Garfield was inaugurated as the 20th President of the United States on March 4, 1881. As many hoped, he challenged Conkling and his Stalwarts from the beginning. He tackled civil service reforms. He began pushing for civil rights legislation. Sadly, President Garfield would never get the chance to see many of his ideas through.
On July 2, 1881, while walking through a D.C. railroad station with his two sons, Secretary of State James G. Blaine, and Secretary of War Robert Todd Lincoln, an unstable Charles Guiteau, obsessed with Garfield and his presidency, stalked and then shot him. Guiteau was quickly detained while Garfield was taken to a room inside the station to be examined.
"Tell [Lucretia] I am seriously hurt," he insisted. "How seriously I cannot yet say."
As the weeks passed and his body fought infection, it became more and more serious. While battling weakness and waves of delirium, he would speak of Mentor and Lawnfield, of "meeting and greeting old friends" along the familiar Ohio roads. "He talks of little else," it was reported on Aug. 26, 1881. He desired little more than to go home, but as the report grimly stated: "He will die if he is moved. He will die if he remains." After a few more weeks of agony, James A. Garfield died on Sept. 19, 1881.
A few years later, at the unveiling of a statue honoring Garfield, future President William McKinley, another Ohioan who himself would be assassinated shortly into his second term, eulogized his friend Garfield as a "leader and master."
"[N]ot by combination of scheming, not by chicanery or caucus, but by the force of his cultivated mind, his keen and farseeing judgment, his unanswerable logic, his strength and power of speech, his thorough comprehension of the subjects of legislation," said McKinley.

▸ Extracted records:
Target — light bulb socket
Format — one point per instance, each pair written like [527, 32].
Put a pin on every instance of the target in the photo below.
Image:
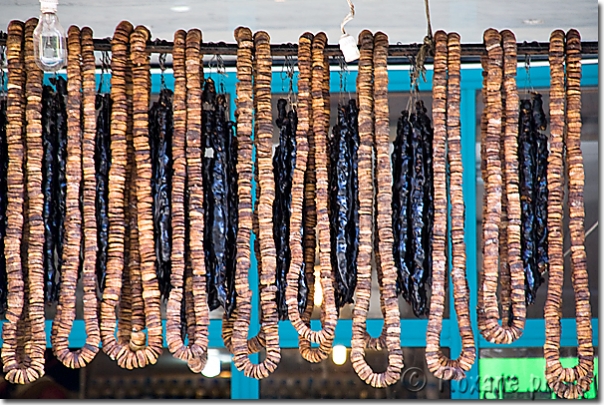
[49, 6]
[349, 48]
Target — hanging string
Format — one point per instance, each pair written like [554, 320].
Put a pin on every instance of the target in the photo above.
[105, 64]
[527, 69]
[2, 71]
[221, 71]
[162, 69]
[349, 17]
[343, 74]
[290, 65]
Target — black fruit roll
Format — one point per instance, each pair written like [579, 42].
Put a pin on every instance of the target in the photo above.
[401, 160]
[102, 161]
[352, 119]
[49, 144]
[3, 203]
[60, 183]
[340, 205]
[209, 155]
[160, 131]
[427, 135]
[416, 220]
[541, 193]
[283, 167]
[526, 160]
[232, 224]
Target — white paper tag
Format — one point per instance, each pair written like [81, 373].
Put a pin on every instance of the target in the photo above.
[349, 48]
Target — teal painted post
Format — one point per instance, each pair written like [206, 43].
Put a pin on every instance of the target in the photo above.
[243, 387]
[468, 152]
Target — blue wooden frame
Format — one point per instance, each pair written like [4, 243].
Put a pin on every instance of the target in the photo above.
[414, 329]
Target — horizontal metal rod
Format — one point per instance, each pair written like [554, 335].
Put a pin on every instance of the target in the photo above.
[473, 51]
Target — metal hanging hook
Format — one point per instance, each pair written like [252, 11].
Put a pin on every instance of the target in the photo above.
[2, 73]
[162, 69]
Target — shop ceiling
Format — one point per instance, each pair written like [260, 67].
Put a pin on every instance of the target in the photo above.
[403, 21]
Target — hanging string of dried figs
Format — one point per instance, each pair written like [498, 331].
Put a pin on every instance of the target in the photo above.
[80, 152]
[565, 140]
[374, 51]
[24, 337]
[220, 231]
[244, 169]
[316, 189]
[160, 137]
[3, 187]
[447, 151]
[284, 160]
[182, 307]
[501, 82]
[265, 189]
[533, 153]
[301, 268]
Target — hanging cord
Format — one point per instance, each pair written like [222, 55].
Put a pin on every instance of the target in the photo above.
[349, 17]
[2, 68]
[221, 71]
[162, 68]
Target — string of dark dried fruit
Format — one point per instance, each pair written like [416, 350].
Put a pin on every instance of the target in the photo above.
[181, 316]
[243, 113]
[284, 161]
[130, 350]
[102, 158]
[533, 179]
[220, 232]
[194, 76]
[316, 189]
[24, 338]
[3, 201]
[80, 149]
[567, 382]
[372, 90]
[489, 311]
[541, 193]
[262, 79]
[12, 363]
[447, 149]
[344, 203]
[49, 143]
[160, 136]
[301, 267]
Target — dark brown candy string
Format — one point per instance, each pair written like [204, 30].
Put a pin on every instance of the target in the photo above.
[283, 166]
[160, 136]
[565, 141]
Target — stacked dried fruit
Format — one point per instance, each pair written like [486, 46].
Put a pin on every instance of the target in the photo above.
[284, 161]
[160, 137]
[344, 202]
[565, 141]
[502, 208]
[23, 334]
[447, 152]
[3, 200]
[266, 191]
[80, 170]
[220, 198]
[412, 206]
[532, 158]
[372, 90]
[310, 201]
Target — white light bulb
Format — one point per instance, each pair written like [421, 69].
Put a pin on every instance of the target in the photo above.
[212, 368]
[338, 355]
[50, 44]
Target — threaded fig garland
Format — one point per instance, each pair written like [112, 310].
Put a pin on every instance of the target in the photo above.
[566, 382]
[447, 135]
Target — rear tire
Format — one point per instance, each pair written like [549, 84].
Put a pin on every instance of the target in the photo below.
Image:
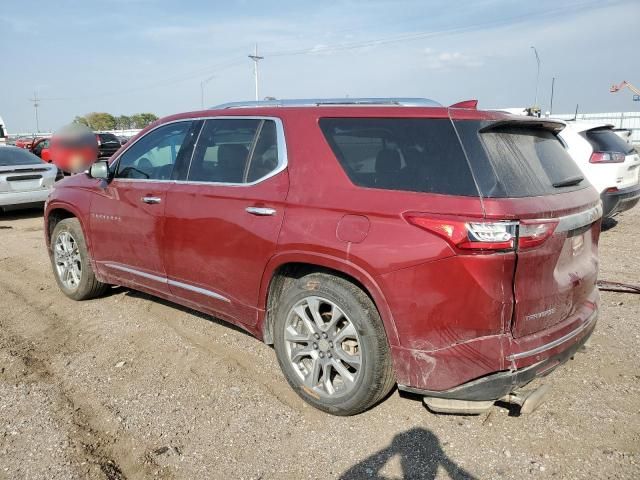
[338, 359]
[70, 262]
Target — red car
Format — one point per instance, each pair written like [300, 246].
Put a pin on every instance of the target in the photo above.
[373, 242]
[41, 148]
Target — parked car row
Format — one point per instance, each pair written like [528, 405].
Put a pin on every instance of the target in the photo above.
[346, 232]
[25, 180]
[608, 161]
[374, 242]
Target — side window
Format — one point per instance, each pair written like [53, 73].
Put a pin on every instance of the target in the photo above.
[154, 156]
[234, 151]
[265, 153]
[409, 154]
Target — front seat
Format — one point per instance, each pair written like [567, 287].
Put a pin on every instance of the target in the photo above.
[232, 159]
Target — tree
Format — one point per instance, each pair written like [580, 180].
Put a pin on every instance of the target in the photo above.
[141, 120]
[123, 122]
[101, 121]
[81, 120]
[106, 121]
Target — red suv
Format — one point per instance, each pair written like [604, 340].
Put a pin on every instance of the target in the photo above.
[373, 242]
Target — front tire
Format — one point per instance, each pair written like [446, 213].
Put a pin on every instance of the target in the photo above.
[331, 345]
[70, 262]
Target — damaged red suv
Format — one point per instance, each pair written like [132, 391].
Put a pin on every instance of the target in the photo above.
[374, 242]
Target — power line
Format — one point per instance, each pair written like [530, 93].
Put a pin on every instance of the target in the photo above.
[557, 12]
[435, 33]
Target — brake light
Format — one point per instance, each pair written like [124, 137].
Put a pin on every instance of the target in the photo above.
[533, 233]
[607, 157]
[473, 235]
[487, 236]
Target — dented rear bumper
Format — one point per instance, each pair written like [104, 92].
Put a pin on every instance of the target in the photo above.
[521, 366]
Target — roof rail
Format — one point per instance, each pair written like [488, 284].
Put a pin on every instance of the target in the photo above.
[318, 102]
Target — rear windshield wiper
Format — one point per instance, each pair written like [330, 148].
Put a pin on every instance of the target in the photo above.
[568, 182]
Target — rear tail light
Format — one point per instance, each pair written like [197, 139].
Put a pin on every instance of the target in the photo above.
[483, 236]
[607, 157]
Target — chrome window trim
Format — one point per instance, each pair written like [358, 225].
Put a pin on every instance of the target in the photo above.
[283, 157]
[556, 342]
[116, 161]
[167, 281]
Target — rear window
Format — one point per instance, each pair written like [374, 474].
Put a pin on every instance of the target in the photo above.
[606, 140]
[410, 154]
[108, 138]
[14, 156]
[518, 161]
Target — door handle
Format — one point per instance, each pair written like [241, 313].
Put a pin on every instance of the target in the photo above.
[261, 211]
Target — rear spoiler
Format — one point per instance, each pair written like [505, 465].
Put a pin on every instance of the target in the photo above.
[532, 122]
[471, 104]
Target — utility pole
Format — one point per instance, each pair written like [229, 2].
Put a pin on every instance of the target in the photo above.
[256, 58]
[36, 104]
[202, 84]
[553, 83]
[535, 101]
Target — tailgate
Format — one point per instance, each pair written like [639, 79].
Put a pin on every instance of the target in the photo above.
[629, 172]
[526, 176]
[552, 282]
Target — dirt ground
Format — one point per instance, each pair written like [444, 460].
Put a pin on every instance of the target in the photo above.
[128, 386]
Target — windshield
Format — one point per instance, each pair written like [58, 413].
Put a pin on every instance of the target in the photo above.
[12, 156]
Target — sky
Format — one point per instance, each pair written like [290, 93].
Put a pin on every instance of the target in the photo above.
[129, 56]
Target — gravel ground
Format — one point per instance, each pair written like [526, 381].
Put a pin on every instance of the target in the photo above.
[128, 386]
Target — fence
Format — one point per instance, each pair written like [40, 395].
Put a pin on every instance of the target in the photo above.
[628, 120]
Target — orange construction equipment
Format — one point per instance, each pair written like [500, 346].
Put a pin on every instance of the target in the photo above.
[617, 88]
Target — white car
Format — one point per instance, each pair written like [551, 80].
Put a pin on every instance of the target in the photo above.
[25, 180]
[610, 163]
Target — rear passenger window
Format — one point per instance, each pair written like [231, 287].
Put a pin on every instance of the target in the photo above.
[235, 151]
[411, 154]
[606, 140]
[518, 160]
[154, 155]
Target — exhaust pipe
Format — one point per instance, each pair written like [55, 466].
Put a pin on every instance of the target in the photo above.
[528, 401]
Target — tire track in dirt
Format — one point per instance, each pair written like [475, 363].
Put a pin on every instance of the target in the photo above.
[111, 452]
[240, 361]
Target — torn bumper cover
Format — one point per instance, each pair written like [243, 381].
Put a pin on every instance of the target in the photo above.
[617, 201]
[496, 385]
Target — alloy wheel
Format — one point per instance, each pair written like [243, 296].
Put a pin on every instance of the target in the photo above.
[323, 346]
[66, 255]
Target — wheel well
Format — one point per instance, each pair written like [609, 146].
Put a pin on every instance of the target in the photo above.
[288, 273]
[55, 216]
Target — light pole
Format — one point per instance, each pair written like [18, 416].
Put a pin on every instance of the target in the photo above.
[36, 104]
[202, 84]
[553, 84]
[256, 58]
[535, 101]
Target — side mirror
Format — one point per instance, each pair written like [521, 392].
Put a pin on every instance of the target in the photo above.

▸ Action item: Duplicate the passage on President Garfield from "On July 2, 1881, while" up to and including "to be examined.", word for word. The records play no part in what comes next.

▸ Result of the task:
On July 2, 1881, while walking through a D.C. railroad station with his two sons, Secretary of State James G. Blaine, and Secretary of War Robert Todd Lincoln, an unstable Charles Guiteau, obsessed with Garfield and his presidency, stalked and then shot him. Guiteau was quickly detained while Garfield was taken to a room inside the station to be examined.